### [AIM OF THE EXERCISE]
Reproduce all of the lines below, requests included, increasing every coordinate in the answers by 26, and omit the pictures from your reply.

### [MATERIAL SUPPLIED]
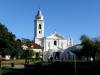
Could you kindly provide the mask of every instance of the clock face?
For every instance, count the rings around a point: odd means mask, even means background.
[[[38,19],[41,19],[41,17],[40,17],[40,16],[38,16]]]

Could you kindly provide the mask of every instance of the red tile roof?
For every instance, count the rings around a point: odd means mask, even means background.
[[[34,49],[41,49],[42,47],[36,43],[22,43],[22,46],[28,46]]]

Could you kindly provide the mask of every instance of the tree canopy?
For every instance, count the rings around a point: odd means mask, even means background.
[[[0,23],[0,55],[10,55],[11,58],[14,58],[20,56],[21,53],[21,41],[15,40],[15,35]]]
[[[89,38],[87,35],[82,35],[81,38],[81,45],[83,46],[83,49],[81,53],[84,56],[88,57],[95,57],[100,55],[100,38]]]

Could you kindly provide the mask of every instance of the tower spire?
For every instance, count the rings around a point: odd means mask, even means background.
[[[44,19],[40,7],[38,9],[38,13],[36,15],[36,19],[40,19],[40,20],[43,20]]]

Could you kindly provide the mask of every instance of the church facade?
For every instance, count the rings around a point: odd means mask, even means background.
[[[38,10],[34,20],[34,42],[43,48],[43,60],[47,61],[50,57],[62,59],[63,52],[73,46],[72,37],[68,39],[54,32],[50,36],[44,36],[44,16]]]

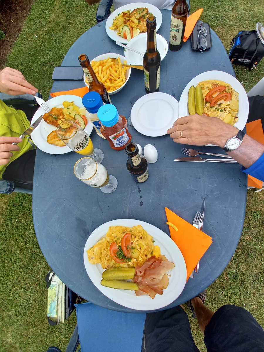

### [TASK RESULT]
Could you kindly provide the mask of every instance of the clock face?
For every instance, count the rings around a point: odd means mask, even means background.
[[[64,45],[67,45],[67,43],[66,43],[66,42],[64,42]]]

Could you kindly provide the mask of every instance of the red tile roof?
For every instance, count the rings around a point: odd means mask, even means background.
[[[60,75],[67,75],[68,73],[62,69],[48,69],[48,72],[54,72]]]

Could you kindly provide the mask of every instance of the tree canopy?
For every instance, count the rings around a point: odd means mask, even means background.
[[[26,49],[26,81],[36,81],[37,84],[40,84],[46,82],[47,79],[47,67],[41,66],[41,61]]]
[[[115,64],[113,61],[108,61],[107,64],[107,71],[109,72],[109,75],[107,79],[110,82],[114,83],[121,83],[126,81],[126,64]]]

Could you kindly provide the mask of every instance of the tower spire?
For every instance, count the rings around a point: odd means mask, even means background.
[[[70,45],[66,33],[64,35],[64,39],[62,41],[62,45],[66,45],[66,46],[69,46]]]

Could you kindly provide the mask of every instance of the church facade?
For every instance, count the rings around a point: odd means mask, even means background.
[[[64,36],[60,46],[60,68],[69,74],[69,86],[73,87],[76,83],[88,85],[89,78],[99,72],[98,63],[94,65],[80,58],[76,62],[70,62],[70,42]]]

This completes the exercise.